Exercise prompt
Copy every row below word for word, without changing anything.

Data provided
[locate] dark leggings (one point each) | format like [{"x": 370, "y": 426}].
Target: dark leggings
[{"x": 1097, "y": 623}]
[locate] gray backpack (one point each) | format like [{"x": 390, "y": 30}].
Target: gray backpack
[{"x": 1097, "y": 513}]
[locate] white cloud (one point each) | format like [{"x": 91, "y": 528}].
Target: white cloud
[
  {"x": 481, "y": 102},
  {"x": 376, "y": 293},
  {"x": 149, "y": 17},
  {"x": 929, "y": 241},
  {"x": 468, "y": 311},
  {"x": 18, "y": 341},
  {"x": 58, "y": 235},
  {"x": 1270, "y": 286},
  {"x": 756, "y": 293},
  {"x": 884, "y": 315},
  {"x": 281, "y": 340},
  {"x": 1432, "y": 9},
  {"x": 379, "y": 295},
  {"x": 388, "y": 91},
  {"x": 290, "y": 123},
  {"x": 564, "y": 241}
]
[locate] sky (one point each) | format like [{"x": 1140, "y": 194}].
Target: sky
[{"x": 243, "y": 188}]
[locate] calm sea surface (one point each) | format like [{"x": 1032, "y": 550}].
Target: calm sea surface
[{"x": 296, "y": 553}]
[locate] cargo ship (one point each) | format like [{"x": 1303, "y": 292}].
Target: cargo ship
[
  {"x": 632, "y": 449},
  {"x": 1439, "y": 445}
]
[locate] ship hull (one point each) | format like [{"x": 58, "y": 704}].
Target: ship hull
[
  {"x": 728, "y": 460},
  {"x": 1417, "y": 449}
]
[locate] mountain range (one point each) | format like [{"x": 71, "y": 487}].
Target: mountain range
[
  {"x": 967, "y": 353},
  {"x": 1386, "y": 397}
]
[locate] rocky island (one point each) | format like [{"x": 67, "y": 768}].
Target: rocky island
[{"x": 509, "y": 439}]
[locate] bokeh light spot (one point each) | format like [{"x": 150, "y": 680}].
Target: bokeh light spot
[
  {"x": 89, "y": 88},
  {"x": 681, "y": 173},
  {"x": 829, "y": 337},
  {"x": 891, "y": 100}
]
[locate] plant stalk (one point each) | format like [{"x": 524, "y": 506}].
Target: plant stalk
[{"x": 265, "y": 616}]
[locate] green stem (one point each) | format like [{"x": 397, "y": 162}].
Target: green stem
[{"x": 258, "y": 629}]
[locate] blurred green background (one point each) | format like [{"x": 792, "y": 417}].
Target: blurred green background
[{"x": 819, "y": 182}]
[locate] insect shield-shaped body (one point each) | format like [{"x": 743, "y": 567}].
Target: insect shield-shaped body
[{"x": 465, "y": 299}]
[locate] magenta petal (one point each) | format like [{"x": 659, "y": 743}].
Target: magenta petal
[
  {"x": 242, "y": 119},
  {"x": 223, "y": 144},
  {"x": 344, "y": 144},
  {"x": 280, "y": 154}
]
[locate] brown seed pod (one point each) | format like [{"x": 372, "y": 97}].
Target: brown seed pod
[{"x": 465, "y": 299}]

Response to the task
[locate] dark leggings (one point each) | format like [{"x": 370, "y": 426}].
Target: dark leggings
[{"x": 1097, "y": 623}]
[locate] gray backpack (one point each) | format like [{"x": 390, "y": 30}].
Target: gray backpack
[{"x": 1097, "y": 513}]
[locate] white cloud (one point each) | format like [{"x": 91, "y": 528}].
Target: white cloud
[
  {"x": 481, "y": 102},
  {"x": 376, "y": 293},
  {"x": 149, "y": 17},
  {"x": 929, "y": 241},
  {"x": 468, "y": 311},
  {"x": 18, "y": 341},
  {"x": 58, "y": 235},
  {"x": 1270, "y": 286},
  {"x": 756, "y": 293},
  {"x": 884, "y": 315},
  {"x": 281, "y": 340},
  {"x": 1432, "y": 9},
  {"x": 379, "y": 295},
  {"x": 388, "y": 91},
  {"x": 290, "y": 123},
  {"x": 564, "y": 241}
]
[locate] sky (one point each) | format like [{"x": 1140, "y": 194}].
Target: sky
[{"x": 243, "y": 188}]
[locate] calm sea surface (one point each) | format like [{"x": 1032, "y": 550}].
Target: calm sea surface
[{"x": 296, "y": 553}]
[locate] cargo ship (one point each) | format like [{"x": 1303, "y": 292}].
Target: cargo ship
[
  {"x": 632, "y": 449},
  {"x": 1439, "y": 445}
]
[locate] ship hull (one point each) | format like [{"x": 58, "y": 704}].
Target: ship hull
[
  {"x": 728, "y": 460},
  {"x": 1417, "y": 449}
]
[locate] mountain range (one point each) | format like [{"x": 71, "y": 487}].
Target: mountain range
[
  {"x": 967, "y": 353},
  {"x": 1386, "y": 397}
]
[locate] rocky island (one point each) | format like [{"x": 67, "y": 768}].
Target: rocky island
[{"x": 509, "y": 439}]
[locate] bokeh light spot (one point each) | format like [{"x": 150, "y": 680}].
Target: bokeh light spot
[
  {"x": 89, "y": 88},
  {"x": 681, "y": 173},
  {"x": 829, "y": 337},
  {"x": 891, "y": 100}
]
[locate] plant stalk (one point each) | format like [{"x": 524, "y": 506}].
Target: plant stalk
[{"x": 265, "y": 616}]
[locate] green stem (one point each) | format like [{"x": 397, "y": 162}].
Target: green stem
[{"x": 258, "y": 629}]
[locate] blurred green background (one point each) | format like [{"x": 792, "y": 417}].
Target: blurred green background
[{"x": 819, "y": 182}]
[locate] insect shield-shaped body (one point each) | format like [{"x": 743, "y": 567}].
Target: insect shield-shaped body
[{"x": 465, "y": 299}]
[locate] magenta petal (one point each) | format like [{"x": 659, "y": 743}].
Target: magenta petal
[
  {"x": 242, "y": 119},
  {"x": 223, "y": 144},
  {"x": 344, "y": 144},
  {"x": 280, "y": 154}
]
[locate] brown seed pod (one point each) | format like [{"x": 372, "y": 97}].
Target: brown seed pod
[{"x": 465, "y": 299}]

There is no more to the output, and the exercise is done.